* [Problem]: From the first line to the last, repeat the data below exactly.

(Data items)
━━━━━━

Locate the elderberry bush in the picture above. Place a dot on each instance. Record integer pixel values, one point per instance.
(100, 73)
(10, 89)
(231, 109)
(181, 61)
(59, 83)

━━━━━━

* [Answer to this task]:
Locate the elderberry bush in the picture above. Place a dot on each instance. Record integer pixel values, one point per instance.
(100, 73)
(10, 89)
(231, 109)
(181, 61)
(59, 83)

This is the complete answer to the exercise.